[start]
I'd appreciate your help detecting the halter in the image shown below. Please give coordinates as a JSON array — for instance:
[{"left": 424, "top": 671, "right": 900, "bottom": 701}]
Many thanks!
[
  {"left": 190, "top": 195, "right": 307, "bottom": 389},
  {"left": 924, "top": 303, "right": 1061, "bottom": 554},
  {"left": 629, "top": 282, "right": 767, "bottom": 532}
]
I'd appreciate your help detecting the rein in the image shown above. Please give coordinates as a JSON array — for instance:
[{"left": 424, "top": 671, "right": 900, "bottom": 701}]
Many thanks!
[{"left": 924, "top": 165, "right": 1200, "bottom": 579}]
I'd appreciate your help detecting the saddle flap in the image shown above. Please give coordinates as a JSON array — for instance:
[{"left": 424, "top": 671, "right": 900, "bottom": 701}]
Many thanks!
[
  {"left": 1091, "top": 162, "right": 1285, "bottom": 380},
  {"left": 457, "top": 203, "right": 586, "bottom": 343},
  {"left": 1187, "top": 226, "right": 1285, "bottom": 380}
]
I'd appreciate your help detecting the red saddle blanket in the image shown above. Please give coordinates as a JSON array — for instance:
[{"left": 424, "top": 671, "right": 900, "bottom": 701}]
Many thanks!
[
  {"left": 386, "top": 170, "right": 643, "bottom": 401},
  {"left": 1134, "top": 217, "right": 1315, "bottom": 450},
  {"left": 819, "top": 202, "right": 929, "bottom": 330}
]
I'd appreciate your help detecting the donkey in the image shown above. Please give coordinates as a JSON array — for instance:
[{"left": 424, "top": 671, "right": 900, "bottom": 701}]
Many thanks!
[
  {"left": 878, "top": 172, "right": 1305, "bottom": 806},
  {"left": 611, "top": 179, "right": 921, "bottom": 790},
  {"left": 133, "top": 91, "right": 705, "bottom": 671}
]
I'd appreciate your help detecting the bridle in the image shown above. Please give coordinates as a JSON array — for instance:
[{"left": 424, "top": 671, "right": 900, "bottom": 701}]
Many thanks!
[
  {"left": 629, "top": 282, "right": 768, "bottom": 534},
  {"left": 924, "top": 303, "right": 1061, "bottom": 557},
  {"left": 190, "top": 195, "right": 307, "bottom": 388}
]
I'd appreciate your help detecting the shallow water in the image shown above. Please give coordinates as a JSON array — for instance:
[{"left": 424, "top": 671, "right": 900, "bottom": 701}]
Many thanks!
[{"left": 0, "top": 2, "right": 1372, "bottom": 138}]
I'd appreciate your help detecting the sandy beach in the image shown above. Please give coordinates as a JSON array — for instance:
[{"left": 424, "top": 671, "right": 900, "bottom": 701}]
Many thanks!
[end]
## Task to carry out:
Reproduce all of the records above verbatim, line for line.

## Expected output:
I'd appreciate your help detecting the halter in the image shown below. Please give coordinates as a JSON array — for instance:
[{"left": 424, "top": 671, "right": 900, "bottom": 701}]
Many thanks!
[
  {"left": 190, "top": 195, "right": 307, "bottom": 389},
  {"left": 924, "top": 303, "right": 1061, "bottom": 554},
  {"left": 629, "top": 282, "right": 767, "bottom": 532}
]
I'd appreciate your help detecting the rein in the image shown above. Please give coordinates as a JSON array — for instance:
[{"left": 424, "top": 671, "right": 900, "bottom": 701}]
Many thanks!
[{"left": 924, "top": 165, "right": 1200, "bottom": 579}]
I'd appreciate your help detecting the saddle flap in the image shown above. Please give coordinates as a JSON array — for instance:
[{"left": 424, "top": 671, "right": 900, "bottom": 701}]
Many thanks!
[
  {"left": 1091, "top": 162, "right": 1285, "bottom": 380},
  {"left": 457, "top": 203, "right": 586, "bottom": 343},
  {"left": 1187, "top": 226, "right": 1285, "bottom": 380}
]
I'd appreciate your help detecting the red saddle blanket in the image shown above. Please give coordinates as a JSON array — for instance:
[{"left": 424, "top": 671, "right": 900, "bottom": 701}]
Many thanks!
[
  {"left": 386, "top": 170, "right": 643, "bottom": 401},
  {"left": 1134, "top": 217, "right": 1315, "bottom": 450},
  {"left": 819, "top": 202, "right": 929, "bottom": 330}
]
I'd appreciate your help detecting the donkey in the image shown above. Please give coordinates as a JSON array — for instance:
[{"left": 424, "top": 671, "right": 900, "bottom": 701}]
Many thanks!
[
  {"left": 878, "top": 172, "right": 1305, "bottom": 806},
  {"left": 611, "top": 179, "right": 921, "bottom": 790},
  {"left": 133, "top": 91, "right": 705, "bottom": 671}
]
I'd appreciate your help detecting the bridle in the image shown above. Please give coordinates as a JSON array — for instance:
[{"left": 424, "top": 671, "right": 900, "bottom": 701}]
Many thanks!
[
  {"left": 629, "top": 282, "right": 768, "bottom": 534},
  {"left": 924, "top": 303, "right": 1061, "bottom": 557},
  {"left": 190, "top": 195, "right": 307, "bottom": 388}
]
I'd appreciate your help detecting the shallow water in the image shown above. Please give coordinates as a JSON array — for instance:
[{"left": 424, "top": 671, "right": 900, "bottom": 701}]
Many thanks!
[{"left": 0, "top": 2, "right": 1372, "bottom": 138}]
I'd appreciate your help detecting the sandy beach in the image shown above. Please give coordinates as a JSON array — for instance:
[{"left": 424, "top": 671, "right": 900, "bottom": 701}]
Many thanks!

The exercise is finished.